EXTRACT PROVIDED:
━━━

There are units like this all over the country, pulling the data together and sharing it between the civil authorities and security forces in every province.
We head off to Camp Nathan Smith, a Canadian base that is home to the Kandahar reconstruction team. It is also where Kandahar’s police officers come for training.
We watch as bomb disposal teams get training in the latest methods against IED’s, improvised explosive devices, one of the Taliban’s favourite weapons. The police are priority targets for the insurgents, under fire almost daily, say some of them. Most come here out of uniform, in order to avoid attracting attention.
“We always worry about insecurity, we worry night and day. We are most worried about bombs, and assassinations. Insurgents are moving around downtown, nobody knows how to spot them. Many police officers were killed by insurgents.
There are many economic problems. Where I live is not safe,” says Gulam Sarwar of the Afghan National Police.
One of the coalition’s priorities is to train and equip the Afghan security forces as best they can. It is also a great motivation for these men who also want to resist what they see as an endemic evil, corruption.
“It’s true that there is corruption in the police, because there are big economic problems here. The salaries they get from the government are not enough to support them. We can’t support our families with that salary. Thanks to courses like this one, we can improve our skills, the more training we get, the better we will become. We need our police to be more qualified. But it’s clear that corruption continues to exist because of the economic problems,” says another police officer, Abdul Jalil.

━━━

[Natural-language object grounding data]
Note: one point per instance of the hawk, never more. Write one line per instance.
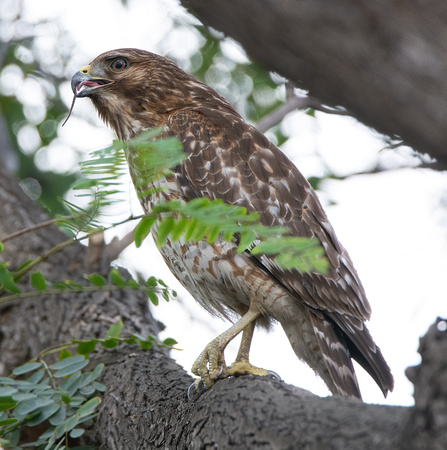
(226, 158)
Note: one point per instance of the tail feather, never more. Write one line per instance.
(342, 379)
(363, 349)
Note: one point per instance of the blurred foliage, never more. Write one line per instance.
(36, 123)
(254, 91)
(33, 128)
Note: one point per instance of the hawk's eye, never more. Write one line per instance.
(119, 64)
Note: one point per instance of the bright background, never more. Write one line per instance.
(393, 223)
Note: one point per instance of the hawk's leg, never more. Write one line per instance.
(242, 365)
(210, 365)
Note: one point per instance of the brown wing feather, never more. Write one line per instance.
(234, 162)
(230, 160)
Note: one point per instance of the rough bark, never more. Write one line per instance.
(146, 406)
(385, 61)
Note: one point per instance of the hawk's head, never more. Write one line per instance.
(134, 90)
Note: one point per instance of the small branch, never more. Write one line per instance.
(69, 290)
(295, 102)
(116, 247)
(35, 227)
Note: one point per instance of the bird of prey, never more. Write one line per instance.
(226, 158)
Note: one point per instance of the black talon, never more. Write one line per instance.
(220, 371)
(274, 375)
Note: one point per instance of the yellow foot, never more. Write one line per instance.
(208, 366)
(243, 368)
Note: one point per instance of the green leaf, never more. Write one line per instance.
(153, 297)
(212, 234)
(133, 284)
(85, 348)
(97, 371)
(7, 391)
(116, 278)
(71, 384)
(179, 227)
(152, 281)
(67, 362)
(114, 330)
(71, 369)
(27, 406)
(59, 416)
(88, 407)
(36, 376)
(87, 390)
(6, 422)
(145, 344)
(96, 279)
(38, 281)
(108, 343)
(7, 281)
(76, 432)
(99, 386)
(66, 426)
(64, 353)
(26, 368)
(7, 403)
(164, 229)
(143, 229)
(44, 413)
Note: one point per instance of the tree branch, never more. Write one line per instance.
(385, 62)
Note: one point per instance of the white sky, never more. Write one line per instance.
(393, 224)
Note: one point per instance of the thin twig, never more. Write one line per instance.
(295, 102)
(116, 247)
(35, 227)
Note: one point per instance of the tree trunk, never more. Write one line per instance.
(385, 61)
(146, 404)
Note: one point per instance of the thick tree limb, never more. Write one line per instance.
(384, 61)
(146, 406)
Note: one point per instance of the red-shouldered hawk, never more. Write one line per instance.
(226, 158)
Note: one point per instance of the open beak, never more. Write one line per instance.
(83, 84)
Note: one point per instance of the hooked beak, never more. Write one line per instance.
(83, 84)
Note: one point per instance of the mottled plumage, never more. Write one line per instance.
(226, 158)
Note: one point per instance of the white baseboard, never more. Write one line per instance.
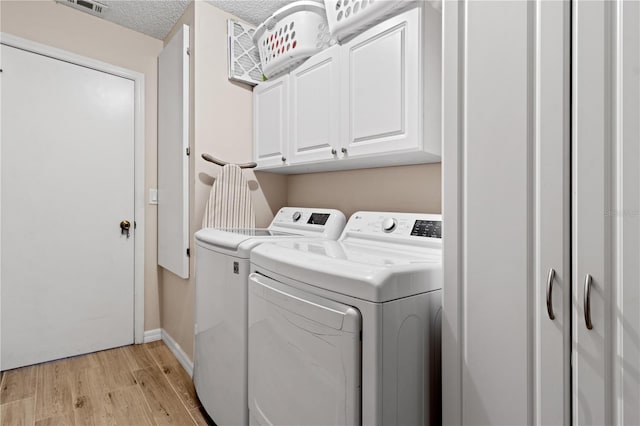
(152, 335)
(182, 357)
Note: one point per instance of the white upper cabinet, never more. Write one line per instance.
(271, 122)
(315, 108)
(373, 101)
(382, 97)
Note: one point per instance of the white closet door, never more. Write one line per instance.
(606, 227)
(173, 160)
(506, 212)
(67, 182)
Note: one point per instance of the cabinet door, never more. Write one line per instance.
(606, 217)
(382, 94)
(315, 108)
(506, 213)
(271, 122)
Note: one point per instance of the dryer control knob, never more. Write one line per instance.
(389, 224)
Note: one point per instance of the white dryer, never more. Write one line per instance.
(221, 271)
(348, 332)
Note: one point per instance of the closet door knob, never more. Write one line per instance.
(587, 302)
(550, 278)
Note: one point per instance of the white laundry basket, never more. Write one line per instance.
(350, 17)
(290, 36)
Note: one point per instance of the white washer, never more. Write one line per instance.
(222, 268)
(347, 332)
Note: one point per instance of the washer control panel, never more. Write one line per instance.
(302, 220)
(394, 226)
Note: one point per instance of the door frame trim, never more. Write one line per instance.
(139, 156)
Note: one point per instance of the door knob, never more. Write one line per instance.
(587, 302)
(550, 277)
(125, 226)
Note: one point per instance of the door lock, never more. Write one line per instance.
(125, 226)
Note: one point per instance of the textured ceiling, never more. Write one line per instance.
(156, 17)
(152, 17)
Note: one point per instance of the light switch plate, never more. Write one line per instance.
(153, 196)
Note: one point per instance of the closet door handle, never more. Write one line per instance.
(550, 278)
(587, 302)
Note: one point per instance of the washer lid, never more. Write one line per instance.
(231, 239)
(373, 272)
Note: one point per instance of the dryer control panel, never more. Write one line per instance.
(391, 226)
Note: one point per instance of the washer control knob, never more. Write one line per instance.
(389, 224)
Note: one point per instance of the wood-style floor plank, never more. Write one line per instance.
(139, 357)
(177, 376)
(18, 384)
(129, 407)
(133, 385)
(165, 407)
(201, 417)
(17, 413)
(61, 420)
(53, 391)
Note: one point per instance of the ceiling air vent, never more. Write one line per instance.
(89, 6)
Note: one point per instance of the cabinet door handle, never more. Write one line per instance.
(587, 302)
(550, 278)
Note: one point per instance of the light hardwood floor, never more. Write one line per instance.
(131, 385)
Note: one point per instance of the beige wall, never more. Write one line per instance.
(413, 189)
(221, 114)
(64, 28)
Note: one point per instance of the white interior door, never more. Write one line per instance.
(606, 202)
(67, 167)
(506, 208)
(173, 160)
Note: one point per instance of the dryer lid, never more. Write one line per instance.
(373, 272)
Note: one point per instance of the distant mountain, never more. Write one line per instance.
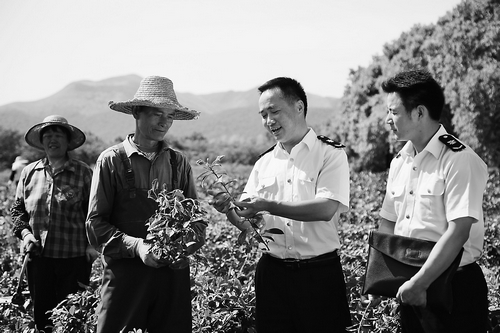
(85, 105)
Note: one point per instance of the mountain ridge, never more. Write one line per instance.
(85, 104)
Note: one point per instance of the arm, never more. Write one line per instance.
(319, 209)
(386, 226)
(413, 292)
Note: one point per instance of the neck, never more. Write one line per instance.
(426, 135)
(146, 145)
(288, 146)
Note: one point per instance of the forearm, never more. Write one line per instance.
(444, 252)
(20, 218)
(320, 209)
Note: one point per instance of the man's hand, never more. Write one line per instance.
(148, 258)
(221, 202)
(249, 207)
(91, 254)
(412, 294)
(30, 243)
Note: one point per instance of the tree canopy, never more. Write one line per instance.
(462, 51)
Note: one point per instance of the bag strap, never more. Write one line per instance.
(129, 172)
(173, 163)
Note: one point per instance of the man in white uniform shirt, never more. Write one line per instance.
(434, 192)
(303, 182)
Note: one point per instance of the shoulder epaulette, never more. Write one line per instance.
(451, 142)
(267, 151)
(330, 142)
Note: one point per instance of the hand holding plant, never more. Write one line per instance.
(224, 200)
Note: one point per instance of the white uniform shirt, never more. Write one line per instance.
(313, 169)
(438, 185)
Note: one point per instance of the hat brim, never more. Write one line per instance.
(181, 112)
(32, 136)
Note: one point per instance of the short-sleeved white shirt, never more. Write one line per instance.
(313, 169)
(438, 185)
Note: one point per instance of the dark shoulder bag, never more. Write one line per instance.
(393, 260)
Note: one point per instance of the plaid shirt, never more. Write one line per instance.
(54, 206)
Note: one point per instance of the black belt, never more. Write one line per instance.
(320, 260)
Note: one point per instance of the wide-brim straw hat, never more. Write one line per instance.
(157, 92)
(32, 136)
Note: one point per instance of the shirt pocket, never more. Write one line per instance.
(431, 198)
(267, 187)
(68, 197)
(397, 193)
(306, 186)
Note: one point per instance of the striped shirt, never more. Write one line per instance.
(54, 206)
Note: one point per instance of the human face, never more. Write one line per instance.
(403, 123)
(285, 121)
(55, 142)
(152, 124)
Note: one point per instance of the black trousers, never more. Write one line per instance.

━━━

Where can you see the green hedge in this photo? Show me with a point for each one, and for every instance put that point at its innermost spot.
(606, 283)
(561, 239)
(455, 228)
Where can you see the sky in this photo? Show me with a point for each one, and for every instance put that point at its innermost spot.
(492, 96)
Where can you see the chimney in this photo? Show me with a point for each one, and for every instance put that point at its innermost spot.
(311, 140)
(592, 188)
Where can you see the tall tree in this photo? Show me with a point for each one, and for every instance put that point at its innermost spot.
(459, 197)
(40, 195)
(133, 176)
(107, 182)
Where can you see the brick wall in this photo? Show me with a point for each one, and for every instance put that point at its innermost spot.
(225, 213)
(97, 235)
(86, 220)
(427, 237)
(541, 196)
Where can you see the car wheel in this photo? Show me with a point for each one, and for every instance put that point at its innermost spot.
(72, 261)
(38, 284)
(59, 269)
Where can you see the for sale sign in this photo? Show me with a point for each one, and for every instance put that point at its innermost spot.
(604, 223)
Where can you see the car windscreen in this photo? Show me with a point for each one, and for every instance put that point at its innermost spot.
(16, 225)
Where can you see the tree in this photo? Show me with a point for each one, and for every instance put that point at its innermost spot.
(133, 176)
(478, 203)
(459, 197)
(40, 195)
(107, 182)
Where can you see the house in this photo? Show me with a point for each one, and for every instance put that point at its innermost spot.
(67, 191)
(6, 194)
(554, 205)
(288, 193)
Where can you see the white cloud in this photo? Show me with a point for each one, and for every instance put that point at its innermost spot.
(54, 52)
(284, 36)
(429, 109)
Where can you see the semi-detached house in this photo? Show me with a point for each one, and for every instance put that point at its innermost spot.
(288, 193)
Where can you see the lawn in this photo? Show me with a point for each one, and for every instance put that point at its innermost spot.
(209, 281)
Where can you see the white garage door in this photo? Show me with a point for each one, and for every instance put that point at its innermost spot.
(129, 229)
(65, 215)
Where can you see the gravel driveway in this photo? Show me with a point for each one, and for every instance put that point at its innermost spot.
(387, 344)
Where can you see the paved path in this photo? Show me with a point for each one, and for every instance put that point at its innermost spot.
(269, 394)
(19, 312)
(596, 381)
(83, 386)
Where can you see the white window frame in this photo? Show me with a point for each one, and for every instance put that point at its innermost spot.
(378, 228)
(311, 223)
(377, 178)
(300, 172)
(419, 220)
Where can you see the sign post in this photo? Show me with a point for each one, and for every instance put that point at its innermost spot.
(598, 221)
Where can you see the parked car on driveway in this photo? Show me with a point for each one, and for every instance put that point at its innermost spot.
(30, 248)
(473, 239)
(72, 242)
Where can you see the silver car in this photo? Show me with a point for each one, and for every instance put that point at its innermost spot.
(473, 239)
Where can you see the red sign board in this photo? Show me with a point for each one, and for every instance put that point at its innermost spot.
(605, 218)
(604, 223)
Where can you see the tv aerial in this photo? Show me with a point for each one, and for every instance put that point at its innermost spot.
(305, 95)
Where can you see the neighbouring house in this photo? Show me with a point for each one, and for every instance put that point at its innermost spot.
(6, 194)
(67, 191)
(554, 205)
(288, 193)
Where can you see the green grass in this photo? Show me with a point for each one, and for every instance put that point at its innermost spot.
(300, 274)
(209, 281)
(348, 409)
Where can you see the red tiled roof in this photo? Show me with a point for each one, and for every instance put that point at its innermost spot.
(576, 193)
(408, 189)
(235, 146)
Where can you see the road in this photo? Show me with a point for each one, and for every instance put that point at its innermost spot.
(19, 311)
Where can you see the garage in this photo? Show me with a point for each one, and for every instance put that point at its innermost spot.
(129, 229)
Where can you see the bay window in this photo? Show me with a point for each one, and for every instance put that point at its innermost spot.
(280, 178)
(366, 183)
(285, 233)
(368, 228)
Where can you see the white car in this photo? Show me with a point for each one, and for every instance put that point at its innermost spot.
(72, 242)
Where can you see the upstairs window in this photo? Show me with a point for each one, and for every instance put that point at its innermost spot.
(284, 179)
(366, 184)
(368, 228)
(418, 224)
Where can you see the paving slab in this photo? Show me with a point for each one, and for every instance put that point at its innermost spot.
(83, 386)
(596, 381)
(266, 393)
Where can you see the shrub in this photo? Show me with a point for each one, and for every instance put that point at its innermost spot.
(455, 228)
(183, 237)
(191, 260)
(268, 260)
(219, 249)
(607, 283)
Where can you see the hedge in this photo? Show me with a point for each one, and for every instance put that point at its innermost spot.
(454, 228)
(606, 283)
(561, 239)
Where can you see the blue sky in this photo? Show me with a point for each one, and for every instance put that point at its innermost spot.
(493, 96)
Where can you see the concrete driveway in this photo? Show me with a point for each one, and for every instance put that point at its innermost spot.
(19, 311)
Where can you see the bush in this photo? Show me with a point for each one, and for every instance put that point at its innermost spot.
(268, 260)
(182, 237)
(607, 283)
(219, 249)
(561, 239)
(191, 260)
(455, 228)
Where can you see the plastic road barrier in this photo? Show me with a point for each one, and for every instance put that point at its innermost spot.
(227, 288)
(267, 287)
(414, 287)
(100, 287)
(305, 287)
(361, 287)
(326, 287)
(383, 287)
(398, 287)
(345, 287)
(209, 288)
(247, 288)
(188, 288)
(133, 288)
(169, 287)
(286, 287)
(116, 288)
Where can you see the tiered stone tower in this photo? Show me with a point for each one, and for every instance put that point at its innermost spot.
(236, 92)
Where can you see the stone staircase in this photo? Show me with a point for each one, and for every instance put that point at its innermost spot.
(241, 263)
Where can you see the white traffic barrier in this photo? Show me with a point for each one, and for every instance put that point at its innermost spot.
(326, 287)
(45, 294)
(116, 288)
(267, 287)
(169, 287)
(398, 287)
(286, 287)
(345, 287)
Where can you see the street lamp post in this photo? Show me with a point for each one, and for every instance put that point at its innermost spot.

━━━

WORK INSTRUCTION A: According to the report on police training in Kandahar, which team is Camp Nathan Smith home to?
WORK INSTRUCTION B: For each statement, say whether it agrees with the report on police training in Kandahar, and quote the words of the report that decide it: (i) Most police officers come to Camp Nathan Smith in uniform. (ii) Gulam Sarwar says the greatest worries are bombs and assassinations. (iii) Abdul Jalil links corruption in the police to economic problems.
WORK INSTRUCTION C: Extend the report on police training in Kandahar, starting after its final sentence.
The data are not needed for any of the tasks.

WRITTEN RESPONSE A: It is home to the Kandahar reconstruction team.

WRITTEN RESPONSE B:
(i) No: "Most come here out of uniform, in order to avoid attracting attention."
(ii) Yes: "We are most worried about bombs, and assassinations."
(iii) Yes: "corruption continues to exist because of the economic problems"

WRITTEN RESPONSE C:
Once again we take to the road with an armed escort. NATO’s commanders assure us the town and its surroundings are now secure. It is hoped Afghan forces will be able to take over soon, but they are not so sure. The town is still hit by violence.
We visit the palace of Kandahar’s provincial governor, the highest local political authoritiy. He is a close ally of President Hamid Karzai, and escaped an assassination attempt a year ago. He says security here has improved a lot, and one of the keys to lasting stability is economic development. We ask him if he has the resources for this.
“In addition to security, the next challenge we have here is the lack of professionals here. NGOs, instead of helping us, they destroyed us. Because they took the best teachers from us, they took the best employees from us, even doctors now, the engineers, they’re not doing their professional job here, they’re doing interpretation, because of the high salaries.
Before my arrival here, the needs were determined by the internationals, by the donors, which is wrong. The needs should come from the local governors. We have to tell them what we need. Do we need a school, do we need a hospital, do we need a road, de we need a bridge, or whatever. This is now I think resolved to a degree.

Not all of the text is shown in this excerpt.